[[ INFORMATION GIVEN, beginning ]]

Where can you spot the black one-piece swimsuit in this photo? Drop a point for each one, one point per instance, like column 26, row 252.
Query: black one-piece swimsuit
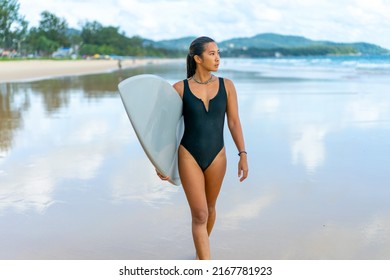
column 203, row 129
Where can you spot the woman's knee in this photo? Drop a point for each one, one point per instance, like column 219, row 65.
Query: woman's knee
column 200, row 216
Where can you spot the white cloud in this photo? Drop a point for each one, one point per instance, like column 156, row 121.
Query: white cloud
column 341, row 20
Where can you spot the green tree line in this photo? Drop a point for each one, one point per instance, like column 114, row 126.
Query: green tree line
column 53, row 33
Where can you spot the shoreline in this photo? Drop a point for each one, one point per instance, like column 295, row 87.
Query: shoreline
column 33, row 70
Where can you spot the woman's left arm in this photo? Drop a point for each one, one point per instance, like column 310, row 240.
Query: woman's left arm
column 235, row 128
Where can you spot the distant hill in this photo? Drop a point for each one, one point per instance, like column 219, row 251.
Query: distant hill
column 175, row 44
column 271, row 44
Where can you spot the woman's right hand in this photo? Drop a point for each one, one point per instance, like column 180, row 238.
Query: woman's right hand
column 162, row 177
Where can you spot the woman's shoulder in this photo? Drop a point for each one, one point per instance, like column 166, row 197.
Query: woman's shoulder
column 179, row 87
column 228, row 84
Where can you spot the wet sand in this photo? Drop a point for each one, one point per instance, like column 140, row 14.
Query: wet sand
column 75, row 183
column 28, row 70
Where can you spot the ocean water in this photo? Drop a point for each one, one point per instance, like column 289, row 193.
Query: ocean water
column 75, row 183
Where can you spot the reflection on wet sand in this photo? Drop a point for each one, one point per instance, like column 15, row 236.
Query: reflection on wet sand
column 75, row 183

[[ INFORMATION GIVEN, end ]]

= TASK TO COMPLETE =
Copy out all the entries precisely. No images.

= RESULT FOR THIS EXERCISE =
Where can you spot the black one-piece swimsuit in this photo? Drop a point for each one, one point per instance, like column 26, row 252.
Query: black one-piece swimsuit
column 203, row 129
Where can you spot the woman's knee in this photo? Drop a point for each one, one point per instance, like column 219, row 65.
Query: woman's knee
column 200, row 216
Where can you spot the white cloud in this photo? Drop a point for each one, one point per instance, like column 156, row 121.
Query: white cloud
column 341, row 20
Where can you spot the green tree line in this photo? Drop a point for each one, one point per instance, like column 114, row 126.
Query: green tree line
column 53, row 33
Where can you spot the shoreline in this photo? Drop a point for each one, one point per instance, like column 295, row 87.
Query: shoreline
column 33, row 70
Where can you spot the woman's left arm in this photo? Drop a point for each one, one point per instance, like column 310, row 240.
Query: woman's left arm
column 235, row 128
Where can you spot the distant hill in this photo? Drop a point for each one, one point per instance, like column 219, row 251.
Query: distant hill
column 175, row 44
column 271, row 44
Where can you spot the woman's right hand in this photo? Drop a point for each one, one point per instance, like column 180, row 238.
Query: woman's right hand
column 162, row 177
Where can you spot the woman's shoulder in this photo? Drop a point for each one, one point per instance, like column 166, row 197.
Query: woman's shoulder
column 179, row 87
column 228, row 84
Where can you spot the wet sand in this photo? Drop a point for each one, one point per instance, like column 140, row 14.
Query: wet sand
column 75, row 183
column 28, row 70
Where can you spot the ocean water in this photo? Drop a point for each one, one point per instance, like column 289, row 193.
Query: ocean water
column 75, row 183
Where can you spot the reflection on wet sand in this photo? Drop a point for each one, one point per instance, like column 15, row 236.
Query: reflection on wet sand
column 75, row 183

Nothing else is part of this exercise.